(Dataset items)

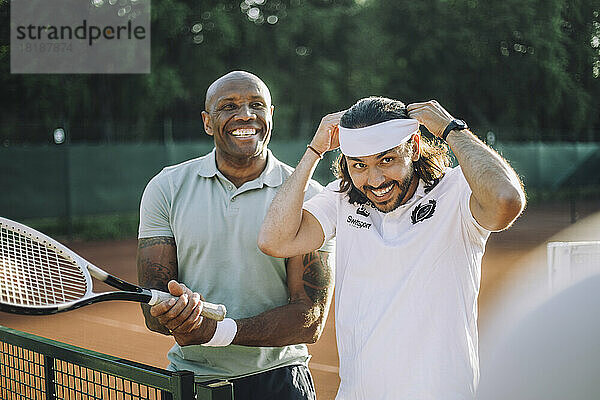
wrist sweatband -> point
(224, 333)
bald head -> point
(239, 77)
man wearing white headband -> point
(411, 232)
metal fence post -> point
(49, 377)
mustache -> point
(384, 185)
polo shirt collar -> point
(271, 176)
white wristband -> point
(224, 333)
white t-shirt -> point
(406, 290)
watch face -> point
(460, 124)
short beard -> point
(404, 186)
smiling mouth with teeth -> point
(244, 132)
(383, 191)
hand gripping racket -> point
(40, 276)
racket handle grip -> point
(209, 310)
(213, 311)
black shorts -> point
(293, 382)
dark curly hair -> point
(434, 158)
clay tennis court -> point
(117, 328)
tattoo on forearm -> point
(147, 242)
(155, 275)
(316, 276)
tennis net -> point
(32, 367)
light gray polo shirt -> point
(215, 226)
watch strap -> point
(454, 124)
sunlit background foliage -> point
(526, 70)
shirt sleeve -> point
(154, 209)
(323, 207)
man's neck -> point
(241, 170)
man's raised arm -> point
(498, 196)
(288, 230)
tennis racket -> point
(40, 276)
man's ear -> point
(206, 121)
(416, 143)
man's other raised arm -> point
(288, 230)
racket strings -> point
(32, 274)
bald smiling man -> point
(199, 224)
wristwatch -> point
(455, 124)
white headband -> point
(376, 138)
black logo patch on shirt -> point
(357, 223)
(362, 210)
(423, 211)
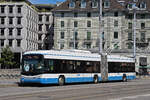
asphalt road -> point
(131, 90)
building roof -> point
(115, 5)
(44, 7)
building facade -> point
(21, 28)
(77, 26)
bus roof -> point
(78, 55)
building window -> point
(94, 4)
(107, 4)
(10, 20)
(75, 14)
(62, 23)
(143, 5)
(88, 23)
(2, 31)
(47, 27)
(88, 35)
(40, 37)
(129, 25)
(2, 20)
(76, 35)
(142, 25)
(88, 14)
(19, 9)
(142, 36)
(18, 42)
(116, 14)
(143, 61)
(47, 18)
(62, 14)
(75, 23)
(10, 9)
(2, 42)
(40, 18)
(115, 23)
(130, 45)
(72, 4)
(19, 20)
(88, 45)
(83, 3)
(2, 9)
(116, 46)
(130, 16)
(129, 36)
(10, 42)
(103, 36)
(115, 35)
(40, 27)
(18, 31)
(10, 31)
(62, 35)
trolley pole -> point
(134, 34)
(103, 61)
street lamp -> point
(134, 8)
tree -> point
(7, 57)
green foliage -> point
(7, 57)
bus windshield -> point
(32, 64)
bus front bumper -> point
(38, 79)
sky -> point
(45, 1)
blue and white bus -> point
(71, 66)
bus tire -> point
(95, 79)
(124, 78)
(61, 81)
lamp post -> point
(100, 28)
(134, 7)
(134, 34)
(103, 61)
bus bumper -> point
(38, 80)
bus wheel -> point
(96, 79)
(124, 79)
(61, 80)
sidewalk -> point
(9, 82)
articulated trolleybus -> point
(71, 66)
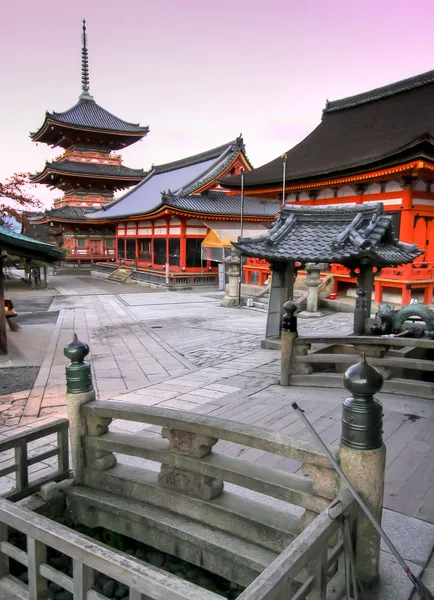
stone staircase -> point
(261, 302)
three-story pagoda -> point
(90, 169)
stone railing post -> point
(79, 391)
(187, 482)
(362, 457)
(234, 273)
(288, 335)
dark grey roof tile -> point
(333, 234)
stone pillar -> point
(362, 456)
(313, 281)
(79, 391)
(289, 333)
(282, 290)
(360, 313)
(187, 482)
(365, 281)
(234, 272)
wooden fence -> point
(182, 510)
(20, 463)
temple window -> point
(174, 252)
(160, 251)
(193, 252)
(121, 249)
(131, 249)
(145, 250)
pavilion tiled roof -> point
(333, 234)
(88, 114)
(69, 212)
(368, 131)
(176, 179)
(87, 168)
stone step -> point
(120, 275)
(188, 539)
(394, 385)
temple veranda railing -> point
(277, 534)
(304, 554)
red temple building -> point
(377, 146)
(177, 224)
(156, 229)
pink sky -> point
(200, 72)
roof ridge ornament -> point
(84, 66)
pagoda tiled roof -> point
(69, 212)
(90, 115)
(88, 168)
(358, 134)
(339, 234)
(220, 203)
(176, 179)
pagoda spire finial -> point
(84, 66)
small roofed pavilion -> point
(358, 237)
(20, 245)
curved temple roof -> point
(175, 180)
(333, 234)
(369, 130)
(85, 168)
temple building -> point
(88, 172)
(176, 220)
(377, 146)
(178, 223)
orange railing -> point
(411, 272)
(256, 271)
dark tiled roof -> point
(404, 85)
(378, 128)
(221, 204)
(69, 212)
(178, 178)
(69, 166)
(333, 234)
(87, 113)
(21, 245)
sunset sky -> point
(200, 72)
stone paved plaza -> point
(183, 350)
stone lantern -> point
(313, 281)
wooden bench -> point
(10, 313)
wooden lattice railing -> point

* * *

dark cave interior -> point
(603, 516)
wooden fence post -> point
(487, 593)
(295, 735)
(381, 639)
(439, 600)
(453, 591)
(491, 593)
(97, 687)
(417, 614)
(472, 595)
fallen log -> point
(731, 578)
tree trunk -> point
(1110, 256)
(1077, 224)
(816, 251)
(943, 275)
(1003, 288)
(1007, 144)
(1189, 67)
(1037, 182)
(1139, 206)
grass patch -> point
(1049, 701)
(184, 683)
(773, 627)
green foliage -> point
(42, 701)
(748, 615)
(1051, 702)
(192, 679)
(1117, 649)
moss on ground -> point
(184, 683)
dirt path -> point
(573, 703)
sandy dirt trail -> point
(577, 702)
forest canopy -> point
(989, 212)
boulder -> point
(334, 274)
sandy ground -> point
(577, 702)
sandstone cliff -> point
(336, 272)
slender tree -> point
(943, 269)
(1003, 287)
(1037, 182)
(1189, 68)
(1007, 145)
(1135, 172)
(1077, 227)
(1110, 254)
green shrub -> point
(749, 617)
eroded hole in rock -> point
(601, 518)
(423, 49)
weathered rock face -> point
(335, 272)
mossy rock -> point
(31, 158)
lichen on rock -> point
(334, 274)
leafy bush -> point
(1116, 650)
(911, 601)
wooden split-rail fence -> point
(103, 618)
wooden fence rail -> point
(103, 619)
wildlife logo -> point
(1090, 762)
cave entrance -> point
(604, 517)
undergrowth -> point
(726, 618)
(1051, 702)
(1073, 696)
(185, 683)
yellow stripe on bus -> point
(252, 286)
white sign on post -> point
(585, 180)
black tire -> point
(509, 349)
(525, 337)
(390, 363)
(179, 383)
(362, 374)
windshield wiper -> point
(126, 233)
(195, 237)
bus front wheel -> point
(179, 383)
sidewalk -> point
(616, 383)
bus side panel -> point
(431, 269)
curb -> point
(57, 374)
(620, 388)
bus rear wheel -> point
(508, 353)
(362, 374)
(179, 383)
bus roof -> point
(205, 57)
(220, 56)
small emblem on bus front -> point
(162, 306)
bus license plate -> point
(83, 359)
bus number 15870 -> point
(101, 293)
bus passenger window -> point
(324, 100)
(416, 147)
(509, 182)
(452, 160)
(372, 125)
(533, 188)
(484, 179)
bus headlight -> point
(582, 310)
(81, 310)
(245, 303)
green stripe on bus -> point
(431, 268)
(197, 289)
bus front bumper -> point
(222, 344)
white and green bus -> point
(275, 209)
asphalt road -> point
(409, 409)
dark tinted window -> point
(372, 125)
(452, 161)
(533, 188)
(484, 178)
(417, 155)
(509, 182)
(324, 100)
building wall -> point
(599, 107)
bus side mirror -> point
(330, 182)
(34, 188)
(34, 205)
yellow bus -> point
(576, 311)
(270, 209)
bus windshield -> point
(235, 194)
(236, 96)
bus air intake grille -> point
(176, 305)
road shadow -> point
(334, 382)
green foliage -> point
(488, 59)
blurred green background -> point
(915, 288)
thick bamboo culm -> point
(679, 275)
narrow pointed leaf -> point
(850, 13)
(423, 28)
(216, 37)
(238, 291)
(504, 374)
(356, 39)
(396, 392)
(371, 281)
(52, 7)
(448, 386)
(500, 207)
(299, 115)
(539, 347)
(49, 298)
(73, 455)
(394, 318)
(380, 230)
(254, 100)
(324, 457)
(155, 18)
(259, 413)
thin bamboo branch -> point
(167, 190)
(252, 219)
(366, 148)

* Problem requirements *
Reproduce only the lines above spanning from the line containing "sunset sky -> point" through the line containing "wooden lattice railing -> point", word for word.

* Result of the task *
sunset sky -> point
(200, 72)
stone paved plaza -> point
(183, 350)
stone lantern -> point
(313, 281)
wooden bench -> point
(10, 313)
wooden lattice railing -> point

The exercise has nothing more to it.